## Selected text

++++++++

New York, NY Subway Collision, Aug 1938
SUBWAY TRAINS COLLIDE, MANY ARE INJURED.
AT LEAST TWO KILLED IN COLLISION, SCORES RUSHED TO HOSPITALS -- IS AN EXPLOSION.
MOTORMAN HAS TO BE CUT FROM WRECKAGE; PASSENGERS BECOME PANICKY.
New York, Aug. 22. -- (AP) -- At least two persons were reported killed and more than two score others were injured in a rear end collision between two Lexington Avenue subway trains today.
The crews of a dozen ambulances sent to the scene gave first aid treatment to injured passengers on the station platform at Lexington Avenue and 16th Street and then took them to nearby hospitals.
An explosion which followed the crash sent great clouds of black smoke billowing up through sidewalk and vents.
The motorman of a southbound train, SALVATORE COTA, and an unidentified negro passenger were trapped when the first car telescoped the rear of another southbound train standing at the platform.
An ambulance surgeon finally succeeded in freeing the trapped motorman but only after he had amputated his leg, working by the light of acetylene torches and with the aid of Mayor F. H. LaGuardia who arrived shortly after the crash.
Twelve of the injured, including six women and a child were taken to Harlem Hospital. One of them was reported in serious condition.
Most of the seriously injured victims were passengers in the moving train, although a number on the first train were hurt during the confusion which followed when the lights went out after the explosion.

++++++++

## Listed entries

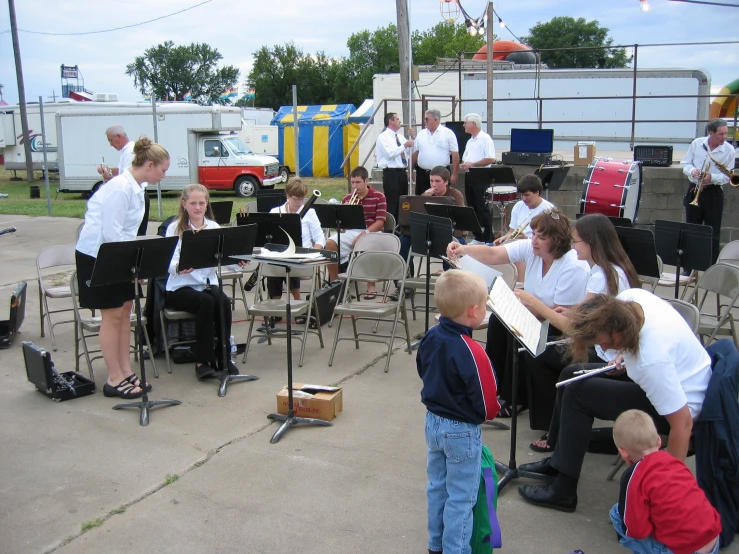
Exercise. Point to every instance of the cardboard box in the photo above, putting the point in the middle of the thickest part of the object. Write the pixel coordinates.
(584, 153)
(315, 401)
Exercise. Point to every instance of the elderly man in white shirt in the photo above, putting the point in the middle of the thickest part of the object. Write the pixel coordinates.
(435, 144)
(391, 149)
(119, 140)
(703, 153)
(479, 152)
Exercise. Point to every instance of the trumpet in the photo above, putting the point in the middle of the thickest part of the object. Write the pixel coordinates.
(354, 199)
(307, 206)
(701, 175)
(732, 174)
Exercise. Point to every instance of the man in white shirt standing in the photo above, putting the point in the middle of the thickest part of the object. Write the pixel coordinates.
(434, 145)
(390, 149)
(711, 200)
(479, 152)
(119, 140)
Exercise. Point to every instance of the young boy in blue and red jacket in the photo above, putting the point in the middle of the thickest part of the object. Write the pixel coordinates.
(460, 393)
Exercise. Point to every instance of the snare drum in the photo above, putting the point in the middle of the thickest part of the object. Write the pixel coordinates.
(612, 189)
(502, 194)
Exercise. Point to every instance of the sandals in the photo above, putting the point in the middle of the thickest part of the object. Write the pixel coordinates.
(136, 382)
(505, 410)
(536, 446)
(122, 390)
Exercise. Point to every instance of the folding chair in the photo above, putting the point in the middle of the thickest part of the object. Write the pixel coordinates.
(89, 326)
(380, 266)
(267, 307)
(53, 257)
(722, 280)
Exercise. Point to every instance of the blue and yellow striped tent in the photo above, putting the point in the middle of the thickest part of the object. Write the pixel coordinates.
(320, 138)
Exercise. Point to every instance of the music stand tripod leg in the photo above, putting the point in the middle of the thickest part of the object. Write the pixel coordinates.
(290, 419)
(511, 471)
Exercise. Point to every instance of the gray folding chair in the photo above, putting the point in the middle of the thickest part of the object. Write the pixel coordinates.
(380, 266)
(57, 257)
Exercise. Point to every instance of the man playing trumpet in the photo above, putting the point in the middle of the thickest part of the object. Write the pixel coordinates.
(375, 211)
(706, 151)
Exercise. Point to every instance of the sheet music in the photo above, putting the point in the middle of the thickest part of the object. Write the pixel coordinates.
(503, 302)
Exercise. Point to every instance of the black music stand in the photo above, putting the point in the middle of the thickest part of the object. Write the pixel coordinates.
(269, 198)
(463, 217)
(552, 177)
(271, 228)
(213, 248)
(430, 236)
(222, 211)
(640, 248)
(340, 216)
(129, 261)
(291, 419)
(684, 245)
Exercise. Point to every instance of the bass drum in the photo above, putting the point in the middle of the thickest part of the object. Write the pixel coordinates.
(612, 189)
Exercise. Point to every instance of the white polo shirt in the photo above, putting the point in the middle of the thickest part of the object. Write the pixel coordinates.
(435, 148)
(113, 214)
(563, 285)
(671, 366)
(478, 148)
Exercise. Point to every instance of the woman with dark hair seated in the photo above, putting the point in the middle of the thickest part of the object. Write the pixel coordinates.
(553, 275)
(595, 240)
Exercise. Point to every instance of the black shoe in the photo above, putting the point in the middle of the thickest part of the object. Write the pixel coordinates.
(543, 467)
(544, 496)
(204, 371)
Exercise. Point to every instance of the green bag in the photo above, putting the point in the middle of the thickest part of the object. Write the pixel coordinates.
(485, 527)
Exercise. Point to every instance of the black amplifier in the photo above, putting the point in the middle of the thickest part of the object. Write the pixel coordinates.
(526, 158)
(654, 156)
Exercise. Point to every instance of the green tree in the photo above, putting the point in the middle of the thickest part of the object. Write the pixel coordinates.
(444, 40)
(170, 72)
(567, 32)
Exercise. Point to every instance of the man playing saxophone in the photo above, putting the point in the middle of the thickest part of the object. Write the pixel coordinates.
(700, 167)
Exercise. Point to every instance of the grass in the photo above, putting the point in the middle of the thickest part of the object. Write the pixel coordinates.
(91, 524)
(74, 205)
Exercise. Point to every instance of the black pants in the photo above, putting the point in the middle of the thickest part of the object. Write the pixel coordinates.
(579, 403)
(474, 194)
(395, 183)
(708, 212)
(207, 307)
(144, 222)
(274, 285)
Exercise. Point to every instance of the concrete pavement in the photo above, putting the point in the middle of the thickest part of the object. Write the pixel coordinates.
(203, 476)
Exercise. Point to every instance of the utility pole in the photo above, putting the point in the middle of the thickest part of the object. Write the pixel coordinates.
(404, 57)
(21, 90)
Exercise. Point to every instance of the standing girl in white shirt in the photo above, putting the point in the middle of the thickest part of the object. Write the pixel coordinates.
(113, 214)
(196, 290)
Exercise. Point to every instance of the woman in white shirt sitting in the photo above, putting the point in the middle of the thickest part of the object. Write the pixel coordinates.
(553, 275)
(311, 232)
(196, 290)
(595, 240)
(114, 214)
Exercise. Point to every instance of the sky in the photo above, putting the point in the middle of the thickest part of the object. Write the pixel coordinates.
(238, 28)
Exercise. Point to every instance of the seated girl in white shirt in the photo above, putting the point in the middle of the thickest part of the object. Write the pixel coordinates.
(196, 290)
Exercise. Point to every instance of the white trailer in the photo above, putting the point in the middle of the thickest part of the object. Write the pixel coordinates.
(524, 96)
(201, 141)
(11, 131)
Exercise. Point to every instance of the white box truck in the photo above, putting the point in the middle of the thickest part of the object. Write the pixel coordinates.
(202, 142)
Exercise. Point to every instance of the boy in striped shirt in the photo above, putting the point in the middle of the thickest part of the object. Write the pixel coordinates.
(460, 393)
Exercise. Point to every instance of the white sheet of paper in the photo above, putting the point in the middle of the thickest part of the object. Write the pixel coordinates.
(503, 302)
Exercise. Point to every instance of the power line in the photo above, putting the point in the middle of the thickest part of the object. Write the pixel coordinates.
(114, 28)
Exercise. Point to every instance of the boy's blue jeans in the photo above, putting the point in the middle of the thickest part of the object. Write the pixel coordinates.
(453, 469)
(650, 545)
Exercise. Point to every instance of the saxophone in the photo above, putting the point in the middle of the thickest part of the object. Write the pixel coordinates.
(732, 174)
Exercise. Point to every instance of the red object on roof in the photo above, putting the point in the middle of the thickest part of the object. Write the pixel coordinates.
(81, 96)
(501, 50)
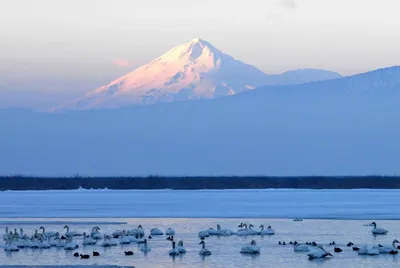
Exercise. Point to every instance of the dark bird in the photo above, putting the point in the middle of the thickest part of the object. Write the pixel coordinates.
(128, 253)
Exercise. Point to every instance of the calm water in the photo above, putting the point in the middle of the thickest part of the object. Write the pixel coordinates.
(225, 250)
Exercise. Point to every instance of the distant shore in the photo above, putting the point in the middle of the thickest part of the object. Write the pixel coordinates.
(197, 183)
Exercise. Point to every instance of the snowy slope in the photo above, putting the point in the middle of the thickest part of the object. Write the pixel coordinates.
(347, 126)
(194, 70)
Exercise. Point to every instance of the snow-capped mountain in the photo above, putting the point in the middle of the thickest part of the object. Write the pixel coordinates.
(194, 70)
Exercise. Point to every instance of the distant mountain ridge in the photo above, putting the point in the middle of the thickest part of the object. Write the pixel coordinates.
(195, 70)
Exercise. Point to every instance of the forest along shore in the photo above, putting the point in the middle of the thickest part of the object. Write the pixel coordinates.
(197, 183)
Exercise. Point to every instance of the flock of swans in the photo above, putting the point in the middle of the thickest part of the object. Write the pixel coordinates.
(42, 239)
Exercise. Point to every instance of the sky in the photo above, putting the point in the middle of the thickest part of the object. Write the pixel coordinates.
(73, 46)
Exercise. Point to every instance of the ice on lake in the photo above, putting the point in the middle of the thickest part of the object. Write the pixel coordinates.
(329, 215)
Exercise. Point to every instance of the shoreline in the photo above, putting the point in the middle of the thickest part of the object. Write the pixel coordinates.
(26, 183)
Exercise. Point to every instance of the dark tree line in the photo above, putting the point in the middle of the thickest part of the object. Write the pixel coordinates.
(196, 183)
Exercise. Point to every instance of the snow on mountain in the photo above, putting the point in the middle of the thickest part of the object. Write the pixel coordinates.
(346, 126)
(195, 70)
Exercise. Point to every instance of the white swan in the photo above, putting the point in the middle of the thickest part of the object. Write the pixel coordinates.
(392, 249)
(251, 249)
(268, 231)
(377, 231)
(156, 231)
(204, 251)
(170, 231)
(318, 252)
(181, 248)
(368, 250)
(95, 234)
(144, 247)
(124, 239)
(174, 251)
(88, 240)
(204, 234)
(70, 233)
(10, 246)
(71, 244)
(44, 243)
(106, 242)
(302, 247)
(47, 234)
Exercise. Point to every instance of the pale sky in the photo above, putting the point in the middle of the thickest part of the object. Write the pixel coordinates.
(86, 43)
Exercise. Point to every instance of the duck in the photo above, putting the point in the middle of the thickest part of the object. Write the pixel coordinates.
(318, 252)
(144, 247)
(47, 234)
(204, 251)
(117, 233)
(251, 249)
(268, 231)
(170, 231)
(71, 244)
(124, 239)
(174, 251)
(69, 233)
(181, 248)
(203, 234)
(377, 231)
(10, 246)
(301, 247)
(392, 249)
(156, 231)
(95, 234)
(88, 240)
(368, 250)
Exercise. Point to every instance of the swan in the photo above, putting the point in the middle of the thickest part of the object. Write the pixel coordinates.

++++++++

## What you should do
Extend the news report on the August 1938 Lexington Avenue subway collision, picking up right after its final sentence.

## Exercise result
Police reported the crash was caused when WILLIAM CURLEY, motorman of the telescoped train, jammed on his brakes after a passenger got caught in one of the doors just as the train started to pull out of the station. COTA was unable to stop his train in time to prevent the crash.
Frightened passengers were helped from the subway by police. Firemen fought two fires which started after the collision. Smoke rolled through the subway as far south as 110th Street and north almost to 125th Street.
Police reported the quick thinking of MORRIS SCHNEIDER, a liquor salesman, probably saved many persons from injury. He pulled the emergency door lever immediately after the accident preventing greater panic and enabling many passengers to leave the train and reach the street.
DENNIS McKENNA, 30, conductor of the second train, was thrown to the floor and trampled by frenzied passengers in their efforts to escape the smoke-filled train.